• PÁGINA:
Sou um fã do desenho japonês desde cedo, não dormia sem assistir aos episódios das 22:00 PM no Cartoon Network, e com isso fui me interessando pela cultura do país e pelos valores que a filosofia oriental pode transmitir. A jornada de mais de duas décadas iniciou-se com os jogos, mas eu só fui partir para minhas aventuras particulares depois de alguns anos, e então a minha paixão com Pokémon começou pelo anime, que, como eu disse logo atrás, não perdia um “quem é esse pokémon?” sequer.
Talvez ter tido um olhar mais de expectador para com o fenômeno e ir me aproximando dos jogos só na adolescência foi como uma evolução por troca ou amizade para mim. A pokessência do desenho japonês, a sabedoria em afirmar que os pokémon nunca te abandonam, foi reconfortante e motivadora para me fazer atravessar os cruéis anos do crescimento e enfrentar como um mestre pokémon os desafios e adversidades do dia a dia.
Já cresci; já passei da fase de não querer mais gostar do desenho por achá-lo simples e infantil demais (e verdadeiramente é. Esse é seu público-alvo, não?), mas foi muito bom me amadurecer e continuar nessa grande emoção ao lado dessas criaturinhas que estão aqui e ali, em todo lugar. Quem acompanhava as primeiras gerações de Pokémon já é adulto agora, e até entendo o desejo da saga em passar por novas reformulações para se manter firme através do tempo, mas receio que o meu coração de fã não encontre mais o significado que os “monstros de bolso” traziam.

• ENUNCIADO 1: Redigite o trecho do texto sobre Pokémon de "Talvez ter tido" a "do dia a dia.".
• ENUNCIADO 2: Continue o texto sobre Pokémon a partir de onde ele para.

• DADOS DISPONÍVEIS:
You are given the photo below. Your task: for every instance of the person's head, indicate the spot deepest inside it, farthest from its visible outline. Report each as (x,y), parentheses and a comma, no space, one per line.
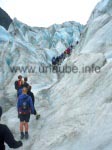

• RESPOSTA 1:
Talvez ter tido um olhar mais de expectador para com o fenômeno e ir me aproximando dos jogos só na adolescência foi como uma evolução por troca ou amizade para mim. A pokessência do desenho japonês, a sabedoria em afirmar que os pokémon nunca te abandonam, foi reconfortante e motivadora para me fazer atravessar os cruéis anos do crescimento e enfrentar como um mestre pokémon os desafios e adversidades do dia a dia.

• RESPOSTA 2:
Evolução & aprendizagem

Apesar de suas batalhas, esse universo sempre foi mais sobre valores como amizade e respeito a si e ao próximo, seja ele igual ou diferente, humano ou pokémon. Foi uma pena eu não ter ouvido a música “Brother my Brother” na refilmagem de seu primeiro longa, acho que sua tradução nos faz refletir sobre o que estamos fazendo com os outros e também com nossas vidas. A produção deve ter cortado por conta de tempo ou direito autoral, mas, como essas, sinto que outras mudanças vão tirando pouco a pouco a essência e o brilho da aventura original.
Contudo, como diz a música à qual também fiz referência acima, “tudo muda em segundos, mas a gente tem de tomar cuidado com essas ditas evoluções”, falando, através dos professores Sada e Turo, que não se pode ter muita intervenção humana naquilo que é natural.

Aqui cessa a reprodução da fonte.